··· 页面摘录 ···

两数之和
暴力枚举
class Solution {
public:
vector<int> twoSum(vector<int>& nums, int target) {
int n = nums.size();
for(int i=0; i<n-1; i++){
for(int j=i+1; j<n; j++){
if(nums[i] + nums[j] == target){
return {i,j};
}
}
}
return {0,0};
}
};
哈希表
暴力枚举的时间复杂度高的原因是寻找target-x的时间复杂度过高。
class Solution {
public:
vector<int> twoSum(vector<int>& nums, int target) {
unordered_map<int, int> map1; //<num, index>
int n = nums.size();
for(int i=0; i<n; i++){
if(map1.count(target-nums[i])){
return {map1[target-nums[i]], i};
}else{
map1[nums[i]] = i;
}
}
return {0,0};
}
};
三数之和
class Solution {
public:
vector<vector<int>> threeSum(vector<int>& nums) {
vector<vector<int>> res;
sort(nums.begin(),nums.end());
int n = nums.size();
for(int i=0; i<n-2; i++){
if(i!=0 && nums[i]==nums[i-1]){
continue;
}
int j = i+1;
int k = nums.size()-1;
while(j < k){
if(nums[i]+nums[j]+nums[k] == 0){
res.push_back({nums[i],nums[j],nums[k]});
do{
j++;
k--;
}while(j<k && nums[j]==nums[j-1] && nums[k]==nums[k+1]);
}else if(nums[i]+nums[j]+nums[k] < 0){
j++;
}else{
k--;
}
}
}
return res;
}
};
二叉树的最近公共祖先
存储父节点
可以用哈希表存储所有节点的父节点,然后从p节点依次向上跳,将经过的地方标记为true。q节点向上跳,遇到的第一个为true的节点,就是公共节点。
/**
* Definition for a binary tree node.

··· 所给信息 ···

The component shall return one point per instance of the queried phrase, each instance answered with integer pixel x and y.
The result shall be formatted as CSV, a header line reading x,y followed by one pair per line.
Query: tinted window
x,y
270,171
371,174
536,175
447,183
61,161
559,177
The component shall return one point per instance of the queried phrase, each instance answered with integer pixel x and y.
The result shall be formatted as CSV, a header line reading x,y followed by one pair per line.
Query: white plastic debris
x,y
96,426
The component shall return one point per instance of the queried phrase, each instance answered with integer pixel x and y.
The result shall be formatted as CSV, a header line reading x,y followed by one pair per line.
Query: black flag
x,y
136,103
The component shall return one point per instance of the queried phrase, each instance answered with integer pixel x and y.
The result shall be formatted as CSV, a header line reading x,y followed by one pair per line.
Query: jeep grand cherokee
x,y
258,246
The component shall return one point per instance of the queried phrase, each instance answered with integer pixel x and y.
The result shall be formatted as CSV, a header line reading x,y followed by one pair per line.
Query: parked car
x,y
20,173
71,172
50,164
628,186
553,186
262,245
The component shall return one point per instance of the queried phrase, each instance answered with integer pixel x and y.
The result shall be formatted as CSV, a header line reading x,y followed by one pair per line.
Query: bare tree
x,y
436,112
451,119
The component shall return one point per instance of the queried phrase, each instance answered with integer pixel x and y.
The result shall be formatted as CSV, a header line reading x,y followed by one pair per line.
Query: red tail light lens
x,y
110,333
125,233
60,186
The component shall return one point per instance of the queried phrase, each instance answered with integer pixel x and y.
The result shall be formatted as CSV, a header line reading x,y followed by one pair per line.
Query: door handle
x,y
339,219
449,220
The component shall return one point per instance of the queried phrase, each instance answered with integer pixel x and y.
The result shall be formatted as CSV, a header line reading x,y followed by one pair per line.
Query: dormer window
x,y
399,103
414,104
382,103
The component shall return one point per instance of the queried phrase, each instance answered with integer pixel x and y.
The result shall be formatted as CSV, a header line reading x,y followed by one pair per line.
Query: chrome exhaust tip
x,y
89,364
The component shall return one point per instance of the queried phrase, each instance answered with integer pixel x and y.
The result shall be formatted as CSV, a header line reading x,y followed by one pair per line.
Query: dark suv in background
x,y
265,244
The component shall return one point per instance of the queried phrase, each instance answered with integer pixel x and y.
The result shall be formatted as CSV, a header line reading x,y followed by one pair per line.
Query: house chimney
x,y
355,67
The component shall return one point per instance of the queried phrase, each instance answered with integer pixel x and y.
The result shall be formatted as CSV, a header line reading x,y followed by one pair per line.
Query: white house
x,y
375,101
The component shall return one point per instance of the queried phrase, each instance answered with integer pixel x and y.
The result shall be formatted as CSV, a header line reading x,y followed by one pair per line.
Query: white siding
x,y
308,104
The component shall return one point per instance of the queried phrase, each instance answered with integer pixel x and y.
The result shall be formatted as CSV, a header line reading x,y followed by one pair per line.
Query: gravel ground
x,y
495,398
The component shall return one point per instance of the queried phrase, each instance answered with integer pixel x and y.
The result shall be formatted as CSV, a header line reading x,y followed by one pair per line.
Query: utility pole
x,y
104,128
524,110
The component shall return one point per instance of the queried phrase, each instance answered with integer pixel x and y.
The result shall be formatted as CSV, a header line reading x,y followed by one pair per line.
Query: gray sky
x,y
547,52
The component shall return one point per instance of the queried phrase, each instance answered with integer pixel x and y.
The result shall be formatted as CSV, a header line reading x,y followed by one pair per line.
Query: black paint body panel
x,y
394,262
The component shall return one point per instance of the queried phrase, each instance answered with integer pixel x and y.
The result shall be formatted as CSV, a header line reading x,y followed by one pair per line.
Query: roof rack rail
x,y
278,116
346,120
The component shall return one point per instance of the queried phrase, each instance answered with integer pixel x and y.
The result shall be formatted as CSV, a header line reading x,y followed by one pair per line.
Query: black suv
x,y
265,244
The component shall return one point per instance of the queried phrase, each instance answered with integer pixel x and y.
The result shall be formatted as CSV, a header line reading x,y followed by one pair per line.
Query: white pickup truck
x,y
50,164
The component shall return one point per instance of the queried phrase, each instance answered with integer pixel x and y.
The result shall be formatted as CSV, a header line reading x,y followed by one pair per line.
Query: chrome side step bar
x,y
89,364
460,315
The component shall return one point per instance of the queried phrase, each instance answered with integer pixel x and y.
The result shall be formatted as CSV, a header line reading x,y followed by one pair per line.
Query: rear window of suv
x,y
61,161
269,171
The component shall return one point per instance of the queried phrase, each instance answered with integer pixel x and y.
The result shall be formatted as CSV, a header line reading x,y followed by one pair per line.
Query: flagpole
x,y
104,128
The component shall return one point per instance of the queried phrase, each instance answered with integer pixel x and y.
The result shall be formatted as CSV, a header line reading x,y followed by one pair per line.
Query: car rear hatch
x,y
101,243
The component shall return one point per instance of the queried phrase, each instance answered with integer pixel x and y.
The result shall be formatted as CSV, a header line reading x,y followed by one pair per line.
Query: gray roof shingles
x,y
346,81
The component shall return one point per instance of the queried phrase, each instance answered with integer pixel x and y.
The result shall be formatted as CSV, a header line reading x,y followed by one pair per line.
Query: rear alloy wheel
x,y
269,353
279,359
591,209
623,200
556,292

···

* **任务说明**:
按照页面摘录的说法，暴力枚举的时间复杂度为什么高？ 这些记录与页面摘录并无关联。

* **本题答案**:
因为寻找target-x的时间复杂度过高。